Leave out the pictures and print the rest of the entries exactly as they stand.

-- Opening Marker --

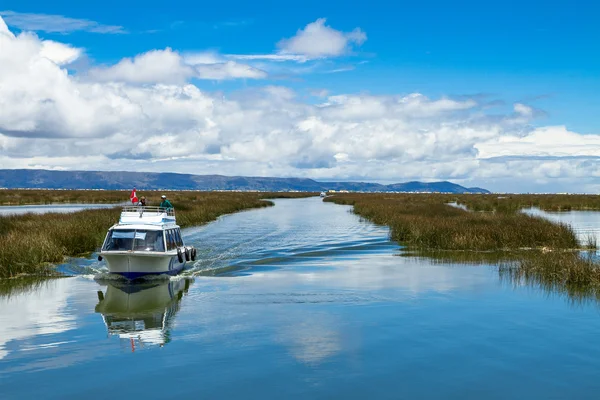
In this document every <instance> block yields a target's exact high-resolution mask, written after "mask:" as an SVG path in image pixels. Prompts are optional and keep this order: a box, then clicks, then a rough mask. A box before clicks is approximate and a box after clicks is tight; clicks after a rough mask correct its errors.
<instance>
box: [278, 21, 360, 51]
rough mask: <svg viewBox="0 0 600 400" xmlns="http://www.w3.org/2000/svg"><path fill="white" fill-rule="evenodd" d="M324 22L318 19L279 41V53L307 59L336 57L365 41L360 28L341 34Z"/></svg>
mask: <svg viewBox="0 0 600 400" xmlns="http://www.w3.org/2000/svg"><path fill="white" fill-rule="evenodd" d="M325 21H326V19H325V18H319V19H317V20H316V21H315V22H311V23H310V24H308V25H306V27H304V29H300V30H298V32H297V33H296V35H295V36H293V37H291V38H289V39H283V40H281V41H280V42H279V43H278V44H277V46H278V47H279V49H280V51H281V53H283V54H295V55H302V56H306V57H307V58H323V57H337V56H341V55H344V54H347V53H348V52H349V51H350V49H351V47H352V45H357V46H360V45H361V44H363V43H364V42H365V41H366V40H367V35H366V34H365V33H364V32H363V31H361V30H360V28H355V29H354V30H353V31H352V32H341V31H338V30H336V29H333V28H331V27H330V26H327V25H325Z"/></svg>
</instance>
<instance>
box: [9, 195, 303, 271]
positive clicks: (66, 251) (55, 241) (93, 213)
mask: <svg viewBox="0 0 600 400" xmlns="http://www.w3.org/2000/svg"><path fill="white" fill-rule="evenodd" d="M31 192H43V193H38V194H37V195H36V196H33V195H32V196H29V197H28V199H29V200H32V199H35V200H38V201H39V200H40V199H42V200H47V199H52V202H56V201H57V200H56V199H58V198H62V199H66V198H68V199H72V198H74V197H71V196H70V195H69V196H66V197H61V196H62V194H61V195H56V194H53V193H52V192H53V191H31ZM46 192H48V193H46ZM59 192H67V191H59ZM81 192H84V195H82V196H79V195H77V196H75V198H79V199H82V201H83V202H90V197H91V196H92V195H93V194H94V193H95V192H90V191H81ZM115 193H118V194H119V197H117V196H113V194H110V193H109V194H108V195H107V196H106V197H102V199H108V200H110V201H113V202H114V201H117V200H119V201H122V200H123V199H125V200H127V199H128V197H129V193H128V192H115ZM168 194H169V199H170V200H171V202H172V203H173V205H174V207H175V210H176V213H177V223H178V224H179V225H180V226H181V227H183V228H185V227H188V226H194V225H202V224H205V223H207V222H210V221H213V220H215V219H216V218H217V217H219V216H220V215H223V214H229V213H233V212H237V211H242V210H247V209H251V208H258V207H268V206H270V205H272V204H273V203H272V202H270V201H266V200H262V199H263V198H276V197H306V196H308V195H314V194H307V193H240V192H169V193H168ZM142 195H145V196H146V197H148V199H149V200H150V203H149V204H148V205H152V204H154V205H157V204H158V202H157V201H156V202H154V203H153V202H152V199H154V198H157V199H160V193H159V192H154V193H149V192H138V196H142ZM5 196H6V197H9V196H7V195H6V194H5ZM12 197H13V198H14V197H15V196H12ZM119 215H120V208H108V209H100V210H85V211H80V212H76V213H72V214H59V213H48V214H43V215H36V214H26V215H19V216H4V217H2V216H0V278H8V277H15V276H20V275H27V274H36V275H53V274H55V272H54V269H53V268H52V267H51V265H50V264H56V263H60V262H62V261H63V260H64V258H65V256H76V255H82V254H86V253H90V252H92V251H95V250H97V249H98V248H99V247H100V246H101V245H102V241H103V240H104V237H105V235H106V231H107V229H108V228H109V227H110V226H112V225H113V224H114V223H116V222H117V221H118V219H119Z"/></svg>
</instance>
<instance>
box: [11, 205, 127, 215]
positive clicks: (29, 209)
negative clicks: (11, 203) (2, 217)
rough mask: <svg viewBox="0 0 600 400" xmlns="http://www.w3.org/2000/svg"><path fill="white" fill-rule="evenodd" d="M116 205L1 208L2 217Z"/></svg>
mask: <svg viewBox="0 0 600 400" xmlns="http://www.w3.org/2000/svg"><path fill="white" fill-rule="evenodd" d="M115 206H116V204H36V205H25V206H0V215H22V214H27V213H32V214H46V213H50V212H52V213H72V212H76V211H81V210H87V209H94V208H111V207H115Z"/></svg>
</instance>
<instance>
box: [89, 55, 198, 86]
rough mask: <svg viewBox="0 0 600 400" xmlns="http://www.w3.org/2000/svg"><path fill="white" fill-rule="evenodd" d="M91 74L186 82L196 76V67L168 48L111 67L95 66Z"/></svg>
mask: <svg viewBox="0 0 600 400" xmlns="http://www.w3.org/2000/svg"><path fill="white" fill-rule="evenodd" d="M89 75H90V76H91V77H92V78H93V79H96V80H101V81H122V82H132V83H155V82H162V83H184V82H186V81H187V80H188V79H190V78H191V77H192V76H194V69H193V68H192V67H191V66H189V65H186V64H185V63H184V62H183V59H182V58H181V56H180V55H179V54H178V53H177V52H175V51H173V50H171V49H170V48H166V49H165V50H152V51H149V52H147V53H144V54H140V55H138V56H136V57H134V58H125V59H123V60H121V61H119V63H117V64H116V65H113V66H110V67H105V68H94V69H92V70H90V71H89Z"/></svg>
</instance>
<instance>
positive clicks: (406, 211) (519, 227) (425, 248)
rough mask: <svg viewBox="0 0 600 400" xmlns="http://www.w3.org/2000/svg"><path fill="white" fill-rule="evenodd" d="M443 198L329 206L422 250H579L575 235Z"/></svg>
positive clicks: (352, 200)
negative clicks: (487, 210) (462, 209)
mask: <svg viewBox="0 0 600 400" xmlns="http://www.w3.org/2000/svg"><path fill="white" fill-rule="evenodd" d="M449 199H450V197H449V196H443V195H438V196H436V195H424V196H422V197H420V196H419V195H404V194H340V195H335V196H331V197H328V198H327V199H326V201H332V202H334V203H338V204H352V205H354V212H355V213H356V214H358V215H360V216H362V217H364V218H367V219H368V220H371V221H373V222H374V223H376V224H381V225H388V226H389V227H390V228H391V238H392V239H393V240H396V241H398V242H401V243H403V244H405V245H406V246H408V247H409V248H415V249H421V250H462V251H465V250H466V251H473V250H475V251H513V250H519V249H542V248H544V249H574V248H579V247H581V245H580V244H579V243H578V242H577V238H576V236H575V232H574V231H573V229H572V228H571V227H570V226H568V225H564V224H557V223H554V222H550V221H548V220H546V219H544V218H540V217H533V216H529V215H525V214H522V213H473V212H469V211H465V210H462V209H459V208H456V207H450V206H448V205H447V204H445V203H446V202H448V200H449Z"/></svg>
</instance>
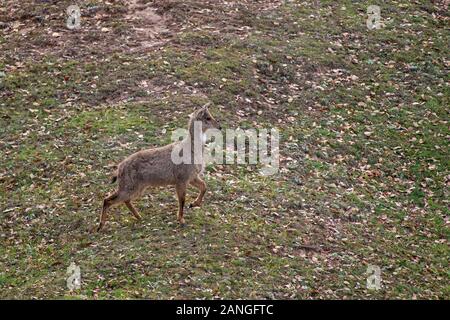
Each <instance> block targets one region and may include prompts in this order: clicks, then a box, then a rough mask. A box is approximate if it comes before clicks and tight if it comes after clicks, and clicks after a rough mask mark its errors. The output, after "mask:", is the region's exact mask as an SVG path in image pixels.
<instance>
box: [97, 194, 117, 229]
mask: <svg viewBox="0 0 450 320" xmlns="http://www.w3.org/2000/svg"><path fill="white" fill-rule="evenodd" d="M121 201H122V200H121V199H120V198H119V192H118V191H115V192H114V193H113V194H111V195H110V196H108V197H106V198H105V199H104V200H103V208H102V213H101V214H100V219H99V220H100V221H99V223H98V227H97V232H98V231H100V230H101V229H102V228H103V226H104V225H105V222H106V218H107V216H108V209H109V208H111V206H113V205H115V204H118V203H120V202H121Z"/></svg>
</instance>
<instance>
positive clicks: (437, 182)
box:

-- Closing Marker --

## Response below
In this document every <instance> block yields a target's exact high-resolution mask, written after "mask:" as an SVG path in image pixels. Prompts are optional and keep this order: a box, then clicks, then a rough mask. A box before clicks is approximate and a box after clicks is tight; clicks after a rough mask correct its errors.
<instance>
box: [278, 21, 360, 51]
rough mask: <svg viewBox="0 0 600 400" xmlns="http://www.w3.org/2000/svg"><path fill="white" fill-rule="evenodd" d="M324 22L318 19L279 41V53L307 59L336 57L365 41L360 28L341 34Z"/></svg>
mask: <svg viewBox="0 0 600 400" xmlns="http://www.w3.org/2000/svg"><path fill="white" fill-rule="evenodd" d="M325 21H326V19H325V18H319V19H317V20H316V21H315V22H311V23H310V24H308V25H306V27H304V29H300V30H298V32H297V33H296V35H295V36H293V37H291V38H289V39H283V40H281V41H280V42H279V43H278V44H277V46H278V47H279V49H280V51H281V53H283V54H295V55H302V56H306V57H307V58H323V57H337V56H341V55H344V54H347V53H348V52H349V51H350V49H351V47H352V45H357V46H360V45H361V44H363V43H364V42H365V41H366V40H367V35H366V34H365V33H364V32H363V31H361V30H360V28H355V29H354V30H353V31H352V32H341V31H338V30H336V29H333V28H331V27H330V26H327V25H325Z"/></svg>
</instance>
<instance>
box: [9, 195, 303, 271]
positive clicks: (66, 251) (55, 241) (93, 213)
mask: <svg viewBox="0 0 600 400" xmlns="http://www.w3.org/2000/svg"><path fill="white" fill-rule="evenodd" d="M31 192H43V193H38V194H37V195H36V196H33V195H32V196H29V197H28V199H29V200H32V199H35V200H38V201H39V200H40V199H42V200H47V199H52V202H56V201H57V200H56V199H58V198H62V199H66V198H68V199H72V198H74V197H71V196H70V195H69V196H66V197H61V196H62V194H61V195H56V194H53V193H52V192H53V191H31ZM46 192H48V193H46ZM59 192H67V191H59ZM81 192H84V195H82V196H79V195H77V196H75V198H79V199H82V201H83V202H90V197H91V196H92V195H93V194H94V193H95V192H90V191H81ZM115 193H118V194H119V197H117V196H113V194H110V193H109V194H108V195H107V196H106V197H102V199H108V200H110V201H113V202H114V201H117V200H119V201H122V200H123V199H125V200H127V199H128V197H129V193H128V192H115ZM168 194H169V199H170V200H171V202H172V203H173V205H174V207H175V210H176V213H177V223H178V224H179V225H180V226H181V227H183V228H185V227H188V226H194V225H202V224H205V223H207V222H210V221H213V220H215V219H216V218H217V217H219V216H220V215H223V214H229V213H233V212H237V211H242V210H247V209H251V208H258V207H268V206H270V205H272V204H273V203H272V202H270V201H266V200H262V199H263V198H276V197H306V196H308V195H314V194H307V193H240V192H169V193H168ZM142 195H145V196H146V197H148V199H149V200H150V203H149V204H148V205H152V204H154V205H157V204H158V202H157V201H156V202H154V203H153V202H152V199H154V198H157V199H160V193H159V192H154V193H149V192H138V196H142ZM5 196H6V197H9V196H7V195H6V194H5ZM12 197H13V198H14V197H15V196H12ZM119 215H120V208H108V209H100V210H85V211H80V212H76V213H72V214H59V213H48V214H43V215H36V214H26V215H19V216H4V217H2V216H0V278H8V277H15V276H20V275H27V274H36V275H53V274H55V272H54V269H53V268H52V267H51V265H50V264H56V263H60V262H62V261H63V260H64V258H65V256H76V255H82V254H86V253H90V252H92V251H95V250H97V249H98V248H99V247H100V246H101V245H102V241H103V240H104V237H105V235H106V231H107V229H108V228H109V227H110V226H112V225H113V224H114V223H116V222H117V221H118V219H119Z"/></svg>
</instance>
<instance>
box: [11, 205, 127, 215]
positive clicks: (29, 209)
negative clicks: (11, 203) (2, 217)
rough mask: <svg viewBox="0 0 600 400" xmlns="http://www.w3.org/2000/svg"><path fill="white" fill-rule="evenodd" d="M116 205L1 208L2 217Z"/></svg>
mask: <svg viewBox="0 0 600 400" xmlns="http://www.w3.org/2000/svg"><path fill="white" fill-rule="evenodd" d="M115 206H116V204H36V205H25V206H0V215H22V214H27V213H32V214H46V213H50V212H52V213H72V212H76V211H81V210H87V209H94V208H111V207H115Z"/></svg>
</instance>
<instance>
box: [89, 55, 198, 86]
rough mask: <svg viewBox="0 0 600 400" xmlns="http://www.w3.org/2000/svg"><path fill="white" fill-rule="evenodd" d="M91 74L186 82L196 76V67L168 48L111 67L95 66Z"/></svg>
mask: <svg viewBox="0 0 600 400" xmlns="http://www.w3.org/2000/svg"><path fill="white" fill-rule="evenodd" d="M89 75H90V76H91V77H92V78H93V79H96V80H101V81H122V82H132V83H155V82H162V83H184V82H186V81H187V80H188V79H190V78H191V77H192V76H194V69H193V68H192V67H191V66H189V65H186V64H185V63H184V62H183V59H182V58H181V56H180V55H179V54H178V53H177V52H175V51H173V50H171V49H170V48H166V49H165V50H152V51H149V52H147V53H144V54H140V55H138V56H136V57H134V58H125V59H123V60H121V61H119V63H117V64H116V65H113V66H110V67H105V68H94V69H92V70H90V71H89Z"/></svg>
</instance>
<instance>
positive clicks: (406, 211) (519, 227) (425, 248)
rough mask: <svg viewBox="0 0 600 400" xmlns="http://www.w3.org/2000/svg"><path fill="white" fill-rule="evenodd" d="M443 198L329 206L422 250H579L575 235Z"/></svg>
positive clicks: (352, 200)
negative clicks: (487, 210) (462, 209)
mask: <svg viewBox="0 0 600 400" xmlns="http://www.w3.org/2000/svg"><path fill="white" fill-rule="evenodd" d="M449 199H450V197H449V196H443V195H438V196H436V195H424V196H422V197H420V196H419V195H404V194H340V195H335V196H331V197H328V198H327V199H326V201H332V202H334V203H338V204H352V205H354V212H355V213H356V214H358V215H360V216H362V217H364V218H367V219H368V220H371V221H373V222H374V223H376V224H381V225H388V226H389V227H390V228H391V238H392V239H393V240H396V241H398V242H401V243H403V244H405V245H406V246H408V247H409V248H415V249H421V250H462V251H465V250H466V251H473V250H475V251H513V250H519V249H542V248H544V249H574V248H579V247H581V245H580V244H579V243H578V242H577V238H576V236H575V232H574V231H573V229H572V228H571V227H570V226H568V225H564V224H557V223H554V222H550V221H548V220H546V219H544V218H540V217H533V216H529V215H525V214H522V213H473V212H469V211H465V210H462V209H459V208H456V207H450V206H448V205H447V204H445V203H446V202H448V200H449Z"/></svg>
</instance>
Each <instance> block targets one region and may include prompts in this order: clicks, then a box, then a rough mask. A box is approximate if it comes before clicks and tight if it comes after clicks, and clicks after a rough mask mark its errors. The output, after "mask:", is the region's exact mask as an SVG path in image pixels.
<instance>
box: [97, 194, 117, 229]
mask: <svg viewBox="0 0 450 320" xmlns="http://www.w3.org/2000/svg"><path fill="white" fill-rule="evenodd" d="M121 201H122V200H121V199H120V198H119V192H118V191H115V192H114V193H113V194H111V195H110V196H108V197H106V198H105V199H104V200H103V208H102V213H101V214H100V219H99V220H100V221H99V223H98V227H97V232H98V231H100V230H101V229H102V228H103V226H104V225H105V222H106V218H107V216H108V209H109V208H111V206H113V205H115V204H118V203H120V202H121Z"/></svg>
</instance>
<instance>
positive clicks: (437, 182)
box:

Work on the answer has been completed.